All lines from the line containing "For the benchmark, mark every instance of the drainpipe" up to and including the last line of the listing below should be echoed exactly; no other lines belong in the response.
#####
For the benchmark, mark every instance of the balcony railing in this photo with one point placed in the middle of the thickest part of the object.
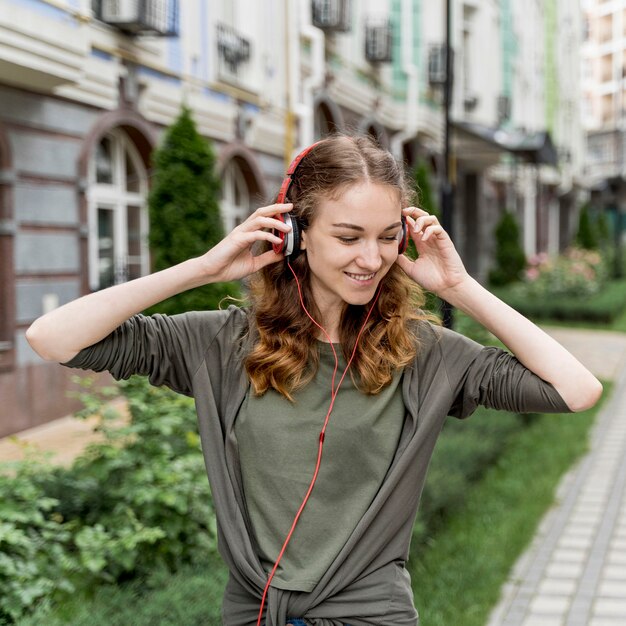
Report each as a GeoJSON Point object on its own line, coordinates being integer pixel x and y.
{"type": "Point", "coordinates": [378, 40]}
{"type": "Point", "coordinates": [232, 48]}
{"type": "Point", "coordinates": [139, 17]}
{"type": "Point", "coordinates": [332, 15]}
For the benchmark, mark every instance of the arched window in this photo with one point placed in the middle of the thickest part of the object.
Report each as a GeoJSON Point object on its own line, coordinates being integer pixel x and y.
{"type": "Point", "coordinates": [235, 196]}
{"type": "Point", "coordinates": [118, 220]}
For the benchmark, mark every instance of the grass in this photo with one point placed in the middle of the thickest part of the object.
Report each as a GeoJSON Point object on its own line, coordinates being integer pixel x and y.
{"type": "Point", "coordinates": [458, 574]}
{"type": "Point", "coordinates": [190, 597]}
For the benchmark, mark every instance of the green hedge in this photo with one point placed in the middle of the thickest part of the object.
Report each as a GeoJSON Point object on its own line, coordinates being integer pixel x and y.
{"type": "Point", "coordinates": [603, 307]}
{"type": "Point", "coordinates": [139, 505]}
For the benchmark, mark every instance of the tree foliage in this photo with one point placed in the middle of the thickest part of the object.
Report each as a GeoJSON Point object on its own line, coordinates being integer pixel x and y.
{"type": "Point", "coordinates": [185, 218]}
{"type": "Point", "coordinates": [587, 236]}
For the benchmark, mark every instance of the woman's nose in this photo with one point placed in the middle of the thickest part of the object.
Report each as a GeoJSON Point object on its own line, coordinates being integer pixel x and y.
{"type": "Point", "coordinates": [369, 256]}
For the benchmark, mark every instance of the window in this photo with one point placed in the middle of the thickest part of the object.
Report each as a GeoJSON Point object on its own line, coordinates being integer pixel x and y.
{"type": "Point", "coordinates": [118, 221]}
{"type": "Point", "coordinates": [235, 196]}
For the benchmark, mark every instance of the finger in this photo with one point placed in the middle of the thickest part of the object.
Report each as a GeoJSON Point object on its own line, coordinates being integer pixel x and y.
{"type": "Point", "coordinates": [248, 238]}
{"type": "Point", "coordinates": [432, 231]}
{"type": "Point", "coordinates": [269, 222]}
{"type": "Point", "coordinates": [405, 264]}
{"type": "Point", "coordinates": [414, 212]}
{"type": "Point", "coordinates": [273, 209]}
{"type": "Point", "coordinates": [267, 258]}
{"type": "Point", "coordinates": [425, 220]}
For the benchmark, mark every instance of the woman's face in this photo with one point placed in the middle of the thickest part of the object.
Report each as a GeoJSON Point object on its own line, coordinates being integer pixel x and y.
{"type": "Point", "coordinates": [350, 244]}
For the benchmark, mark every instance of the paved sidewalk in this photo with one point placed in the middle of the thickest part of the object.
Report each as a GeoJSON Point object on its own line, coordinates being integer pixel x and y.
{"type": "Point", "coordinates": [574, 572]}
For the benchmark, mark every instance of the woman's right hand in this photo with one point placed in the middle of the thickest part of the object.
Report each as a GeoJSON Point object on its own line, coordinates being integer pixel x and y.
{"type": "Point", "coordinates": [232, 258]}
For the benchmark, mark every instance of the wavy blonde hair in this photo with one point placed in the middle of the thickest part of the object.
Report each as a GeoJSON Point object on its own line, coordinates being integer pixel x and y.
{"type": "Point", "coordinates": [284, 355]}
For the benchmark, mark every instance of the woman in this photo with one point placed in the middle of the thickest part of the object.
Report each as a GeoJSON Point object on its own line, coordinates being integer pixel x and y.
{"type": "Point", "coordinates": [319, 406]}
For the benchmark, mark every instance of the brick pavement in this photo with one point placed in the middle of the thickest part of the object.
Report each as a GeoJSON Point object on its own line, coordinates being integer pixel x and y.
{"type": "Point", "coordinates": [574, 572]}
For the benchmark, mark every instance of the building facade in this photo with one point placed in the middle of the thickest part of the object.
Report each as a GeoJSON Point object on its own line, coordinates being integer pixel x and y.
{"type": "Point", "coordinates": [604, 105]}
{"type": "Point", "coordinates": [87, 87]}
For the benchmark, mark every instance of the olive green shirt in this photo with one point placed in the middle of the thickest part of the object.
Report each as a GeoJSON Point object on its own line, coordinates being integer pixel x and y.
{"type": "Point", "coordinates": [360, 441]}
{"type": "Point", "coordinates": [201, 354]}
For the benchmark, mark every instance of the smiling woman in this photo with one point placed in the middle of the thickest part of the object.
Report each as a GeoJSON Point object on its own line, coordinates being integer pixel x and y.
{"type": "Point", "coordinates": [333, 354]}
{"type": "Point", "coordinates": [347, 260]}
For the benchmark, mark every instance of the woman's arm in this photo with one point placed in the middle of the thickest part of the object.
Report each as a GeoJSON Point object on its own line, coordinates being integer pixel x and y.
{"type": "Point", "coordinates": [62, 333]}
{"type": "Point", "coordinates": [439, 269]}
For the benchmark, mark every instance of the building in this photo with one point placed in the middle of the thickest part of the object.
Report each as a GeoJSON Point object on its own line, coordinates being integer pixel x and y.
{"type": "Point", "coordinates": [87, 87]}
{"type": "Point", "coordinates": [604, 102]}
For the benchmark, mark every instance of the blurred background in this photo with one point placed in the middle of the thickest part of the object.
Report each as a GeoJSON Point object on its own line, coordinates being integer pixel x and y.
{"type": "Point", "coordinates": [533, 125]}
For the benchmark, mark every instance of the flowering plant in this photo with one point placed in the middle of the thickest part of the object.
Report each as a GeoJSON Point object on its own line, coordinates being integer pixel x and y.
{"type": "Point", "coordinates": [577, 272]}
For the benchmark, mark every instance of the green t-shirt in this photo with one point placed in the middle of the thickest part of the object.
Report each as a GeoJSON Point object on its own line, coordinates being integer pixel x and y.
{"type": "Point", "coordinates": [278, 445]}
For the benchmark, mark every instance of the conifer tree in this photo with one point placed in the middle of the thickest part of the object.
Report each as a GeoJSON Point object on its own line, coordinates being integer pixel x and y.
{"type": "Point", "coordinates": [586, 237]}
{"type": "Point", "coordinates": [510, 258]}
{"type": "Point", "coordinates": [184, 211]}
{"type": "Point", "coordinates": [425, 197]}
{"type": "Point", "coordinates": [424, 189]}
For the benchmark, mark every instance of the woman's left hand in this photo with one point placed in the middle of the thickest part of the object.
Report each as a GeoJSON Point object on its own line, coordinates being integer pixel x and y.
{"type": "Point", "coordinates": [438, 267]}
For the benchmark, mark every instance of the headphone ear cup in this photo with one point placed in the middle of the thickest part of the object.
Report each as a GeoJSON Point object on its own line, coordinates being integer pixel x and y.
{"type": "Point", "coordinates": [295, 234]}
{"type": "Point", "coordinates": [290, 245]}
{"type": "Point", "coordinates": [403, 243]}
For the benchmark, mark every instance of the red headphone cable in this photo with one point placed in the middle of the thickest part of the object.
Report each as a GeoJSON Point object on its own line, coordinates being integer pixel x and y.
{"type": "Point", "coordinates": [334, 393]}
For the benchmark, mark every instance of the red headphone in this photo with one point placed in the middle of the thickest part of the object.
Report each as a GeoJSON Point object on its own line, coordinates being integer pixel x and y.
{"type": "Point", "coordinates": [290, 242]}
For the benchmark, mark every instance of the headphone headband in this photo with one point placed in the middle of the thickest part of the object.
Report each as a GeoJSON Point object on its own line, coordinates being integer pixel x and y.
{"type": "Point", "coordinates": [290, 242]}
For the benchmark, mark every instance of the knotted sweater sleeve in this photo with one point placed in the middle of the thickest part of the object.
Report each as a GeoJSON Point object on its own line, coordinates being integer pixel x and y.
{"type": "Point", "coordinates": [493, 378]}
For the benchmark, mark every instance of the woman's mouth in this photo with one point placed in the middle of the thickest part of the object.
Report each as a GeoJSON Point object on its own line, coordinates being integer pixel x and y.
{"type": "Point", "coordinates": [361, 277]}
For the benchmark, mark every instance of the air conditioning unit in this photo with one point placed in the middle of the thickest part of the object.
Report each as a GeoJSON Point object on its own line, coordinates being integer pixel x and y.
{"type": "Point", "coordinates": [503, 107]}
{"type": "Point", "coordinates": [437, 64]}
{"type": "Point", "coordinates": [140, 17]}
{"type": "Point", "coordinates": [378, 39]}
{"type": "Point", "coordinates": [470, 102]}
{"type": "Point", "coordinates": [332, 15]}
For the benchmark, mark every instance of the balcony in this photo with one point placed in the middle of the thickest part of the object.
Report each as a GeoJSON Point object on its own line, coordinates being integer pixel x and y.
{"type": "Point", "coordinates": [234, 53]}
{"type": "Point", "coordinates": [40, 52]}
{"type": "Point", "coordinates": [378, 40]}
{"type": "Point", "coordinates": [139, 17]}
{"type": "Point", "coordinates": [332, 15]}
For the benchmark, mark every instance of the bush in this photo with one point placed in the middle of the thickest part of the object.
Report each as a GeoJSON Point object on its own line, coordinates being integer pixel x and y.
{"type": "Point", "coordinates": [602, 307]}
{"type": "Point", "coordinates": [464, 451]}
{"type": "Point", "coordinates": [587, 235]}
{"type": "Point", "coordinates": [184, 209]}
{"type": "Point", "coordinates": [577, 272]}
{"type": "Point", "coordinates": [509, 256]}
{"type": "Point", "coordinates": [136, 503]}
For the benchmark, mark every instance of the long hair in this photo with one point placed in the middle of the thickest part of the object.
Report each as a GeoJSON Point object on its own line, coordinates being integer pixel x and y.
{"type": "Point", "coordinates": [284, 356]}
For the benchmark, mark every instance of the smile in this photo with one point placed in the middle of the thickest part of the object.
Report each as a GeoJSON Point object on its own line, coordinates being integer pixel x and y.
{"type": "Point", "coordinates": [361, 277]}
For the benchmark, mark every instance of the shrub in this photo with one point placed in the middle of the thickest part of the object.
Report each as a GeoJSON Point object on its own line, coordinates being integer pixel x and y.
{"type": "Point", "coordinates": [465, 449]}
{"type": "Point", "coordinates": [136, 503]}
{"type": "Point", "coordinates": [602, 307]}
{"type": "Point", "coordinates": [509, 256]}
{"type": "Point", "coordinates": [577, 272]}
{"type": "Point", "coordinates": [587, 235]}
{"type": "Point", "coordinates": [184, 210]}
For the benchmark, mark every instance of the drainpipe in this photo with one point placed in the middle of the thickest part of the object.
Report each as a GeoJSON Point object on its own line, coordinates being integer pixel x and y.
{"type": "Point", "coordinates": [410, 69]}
#####
#### Written answer
For the benchmark, mark every instance of the drainpipe in this photo with one point placed in the middle of the thickest part of the object.
Report each as a GeoJSON Point object on its own line, coordinates being integer pixel x and y.
{"type": "Point", "coordinates": [410, 69]}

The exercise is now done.